REQUIRED ACTION: Every entry must be given again exactly.

Entries taken from a collection:
******************************

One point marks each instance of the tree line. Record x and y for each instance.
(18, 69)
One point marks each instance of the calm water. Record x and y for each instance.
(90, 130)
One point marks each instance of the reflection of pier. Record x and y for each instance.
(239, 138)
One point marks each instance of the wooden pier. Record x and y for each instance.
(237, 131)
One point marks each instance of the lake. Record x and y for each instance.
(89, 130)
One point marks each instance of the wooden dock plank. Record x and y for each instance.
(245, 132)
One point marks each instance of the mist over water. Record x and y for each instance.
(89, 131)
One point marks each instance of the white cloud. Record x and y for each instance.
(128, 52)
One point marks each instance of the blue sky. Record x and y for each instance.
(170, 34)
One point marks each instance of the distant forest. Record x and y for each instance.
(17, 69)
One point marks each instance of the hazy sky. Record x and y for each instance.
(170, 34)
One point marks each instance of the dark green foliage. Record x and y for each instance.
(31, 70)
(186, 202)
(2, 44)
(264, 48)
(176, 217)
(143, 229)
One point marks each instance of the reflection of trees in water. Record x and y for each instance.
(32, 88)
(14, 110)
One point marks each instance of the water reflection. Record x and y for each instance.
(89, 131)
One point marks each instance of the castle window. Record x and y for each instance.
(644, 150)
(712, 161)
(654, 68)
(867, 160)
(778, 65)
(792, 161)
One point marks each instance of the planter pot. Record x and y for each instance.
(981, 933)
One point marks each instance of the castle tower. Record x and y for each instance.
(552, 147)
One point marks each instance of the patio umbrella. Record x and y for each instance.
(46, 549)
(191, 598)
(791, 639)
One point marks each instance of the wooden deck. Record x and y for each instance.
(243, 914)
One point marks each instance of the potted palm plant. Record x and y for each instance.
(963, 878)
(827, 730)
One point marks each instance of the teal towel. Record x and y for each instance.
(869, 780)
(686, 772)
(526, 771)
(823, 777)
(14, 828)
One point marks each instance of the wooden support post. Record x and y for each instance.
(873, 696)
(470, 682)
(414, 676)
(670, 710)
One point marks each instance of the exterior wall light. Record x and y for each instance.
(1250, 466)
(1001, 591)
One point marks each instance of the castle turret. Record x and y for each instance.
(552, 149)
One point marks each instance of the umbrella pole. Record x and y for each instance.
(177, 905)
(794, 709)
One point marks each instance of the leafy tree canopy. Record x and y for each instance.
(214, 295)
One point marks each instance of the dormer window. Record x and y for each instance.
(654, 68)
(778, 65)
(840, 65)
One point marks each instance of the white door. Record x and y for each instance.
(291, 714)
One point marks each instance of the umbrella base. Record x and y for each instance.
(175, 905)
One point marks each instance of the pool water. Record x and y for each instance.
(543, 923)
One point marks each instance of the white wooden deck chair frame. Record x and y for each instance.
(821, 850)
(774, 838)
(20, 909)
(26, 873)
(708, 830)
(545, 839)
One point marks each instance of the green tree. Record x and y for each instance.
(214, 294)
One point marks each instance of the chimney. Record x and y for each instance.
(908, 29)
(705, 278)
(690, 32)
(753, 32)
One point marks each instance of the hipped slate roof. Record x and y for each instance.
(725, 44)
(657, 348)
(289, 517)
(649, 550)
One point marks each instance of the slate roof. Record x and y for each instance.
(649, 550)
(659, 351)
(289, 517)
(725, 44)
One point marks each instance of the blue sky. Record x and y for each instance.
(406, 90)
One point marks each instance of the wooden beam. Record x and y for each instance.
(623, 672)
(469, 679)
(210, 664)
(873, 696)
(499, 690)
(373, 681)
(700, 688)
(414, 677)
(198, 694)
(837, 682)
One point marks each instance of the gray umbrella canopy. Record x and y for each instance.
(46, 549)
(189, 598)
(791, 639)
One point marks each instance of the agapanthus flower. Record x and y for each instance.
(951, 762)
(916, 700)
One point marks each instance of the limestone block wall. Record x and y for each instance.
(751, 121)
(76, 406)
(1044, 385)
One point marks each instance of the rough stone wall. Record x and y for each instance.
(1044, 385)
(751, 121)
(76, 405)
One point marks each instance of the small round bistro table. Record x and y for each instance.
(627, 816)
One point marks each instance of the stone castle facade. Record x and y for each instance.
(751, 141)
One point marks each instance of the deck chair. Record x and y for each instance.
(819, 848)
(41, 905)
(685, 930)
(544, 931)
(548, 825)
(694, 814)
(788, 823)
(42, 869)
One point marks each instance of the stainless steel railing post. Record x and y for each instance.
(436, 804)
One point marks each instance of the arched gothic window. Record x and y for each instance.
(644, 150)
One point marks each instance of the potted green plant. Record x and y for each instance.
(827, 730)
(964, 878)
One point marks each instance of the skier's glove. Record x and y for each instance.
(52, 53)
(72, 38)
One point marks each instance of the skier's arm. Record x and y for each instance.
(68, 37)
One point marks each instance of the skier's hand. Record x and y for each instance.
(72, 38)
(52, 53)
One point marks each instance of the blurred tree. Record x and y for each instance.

******************************

RESPONSE AREA:
One point marks each instance of the tree line. Record x and y for each instance.
(18, 69)
One point marks each instance of the calm water. Record x and y for each instance.
(90, 130)
One point marks each instance of the reflection of pier. Record x and y for each instance.
(239, 138)
One point marks each instance of the wooden pier. Record x and y for each instance.
(237, 131)
One point marks each instance of the lake. Record x and y for each instance.
(89, 130)
One point marks each instance of the wooden dock plank. Record x and y for each instance.
(245, 132)
One point marks each instance of the mist over water. Record x and y for each instance.
(89, 131)
One point marks each instance of the white cloud. Record x and y for each instance.
(128, 52)
One point marks each instance of the blue sky. Record x and y for each instance.
(170, 34)
One point marks each instance of the distant forest. Record x and y for each instance.
(17, 69)
One point marks each instance of the hazy sky. Record x and y for each instance.
(170, 34)
One point marks each instance of the dark green foliage. Record x and y for each instance.
(31, 70)
(186, 202)
(2, 44)
(264, 48)
(176, 217)
(143, 229)
One point marks each instance of the reflection of trees in water. Record x and y for each instance.
(32, 88)
(14, 110)
One point marks each instance of the water reflection. Record x and y for each instance.
(89, 131)
One point marks each instance of the castle window. Record x and y for each instance.
(644, 150)
(712, 161)
(654, 68)
(867, 160)
(778, 65)
(792, 161)
One point marks each instance of the planter pot. Record x and y for each instance.
(981, 933)
One point marks each instance of the castle tower. Record x and y for each instance.
(552, 147)
One point marks each instance of the patio umbrella. Record x and y for each instance.
(46, 549)
(191, 598)
(791, 639)
One point marks each instance of the wooden deck. Record x and y for each instance.
(243, 914)
One point marks each instance of the potted palm plant. Record x and y for each instance.
(963, 878)
(827, 730)
One point marks each instance of the teal towel. Record x and y for each instance.
(869, 780)
(686, 772)
(526, 771)
(823, 777)
(14, 828)
One point marks each instance of the wooden support post. Record x and y for each instance.
(873, 696)
(470, 682)
(414, 676)
(670, 710)
One point marks each instance of the exterior wall light. Record x and y for each instance.
(1250, 466)
(1001, 591)
One point marks each instance of the castle turret. Record x and y for each instance.
(552, 149)
One point marks each instance of the umbrella pole. Record x and y for each instance.
(177, 905)
(794, 709)
One point marks each instance of the leafy tree canopy. Record x and y for each instance.
(214, 295)
One point marks each instance of the dormer window. Record x and y for each instance.
(654, 68)
(778, 65)
(840, 65)
One point marks each instance of the white door. Record x and y for each instance.
(291, 714)
One point marks each instance of the umbrella base. Record x and y for each instance.
(175, 905)
One point marks each instance of the pool water. Record x and y for each instance.
(543, 923)
One point marks each instance of the white wooden deck chair frame. Record x and y for each instance.
(821, 850)
(774, 838)
(20, 909)
(26, 873)
(708, 830)
(545, 839)
One point marks each instance of the green tree. Record x and y for each instance.
(214, 294)
One point marks each instance of the chimney. Record x and y for each instance.
(908, 29)
(705, 278)
(690, 32)
(753, 32)
One point marks each instance of the hipped slate roof. Record x and y for each instance.
(725, 44)
(657, 348)
(289, 517)
(649, 550)
One point marks each instance of the slate roof. Record x and y for each instance.
(649, 550)
(659, 351)
(289, 517)
(725, 44)
One point marks each instance of the blue sky. Record x and y for each instance.
(406, 90)
One point marks each instance of the wooden beam. Record x and y for each instance.
(623, 672)
(469, 679)
(210, 664)
(873, 696)
(499, 690)
(373, 681)
(700, 688)
(414, 677)
(198, 694)
(837, 682)
One point marks each instance of the gray umbrella canopy. Record x and y for each instance.
(46, 549)
(189, 598)
(791, 639)
One point marks each instance of the agapanthus flower. Record x and y for each instance.
(951, 762)
(916, 700)
One point marks each instance of the limestone block wall. Record x and y for each instance.
(751, 121)
(76, 406)
(1044, 385)
One point marks each instance of the rough stone wall. Record x and y for each instance.
(1044, 385)
(751, 121)
(76, 405)
One point marks each instance of the small round bistro table. Record x and y for each instance.
(627, 816)
One point marks each instance of the stone castle facade. Record x and y for each instance.
(751, 141)
One point marks each instance of the deck chair. Record x and y for each instance.
(819, 848)
(41, 905)
(685, 930)
(544, 931)
(548, 825)
(694, 814)
(788, 823)
(42, 869)
One point marks each instance of the stainless steel railing post. Record x and y for each instance.
(436, 804)
One point marks each instance of the arched gothic window. Record x and y for each instance.
(644, 150)
One point marks each instance of the potted green plant. Record x and y for each instance.
(827, 730)
(964, 878)
One point marks each instance of the skier's glove. Record x and y for each instance.
(52, 53)
(72, 38)
One point marks each instance of the skier's arm. Record x and y for each instance.
(68, 37)
One point marks each instance of the skier's hand. Record x and y for each instance.
(72, 38)
(52, 53)
One point marks each instance of the blurred tree. Record x and y for each instance.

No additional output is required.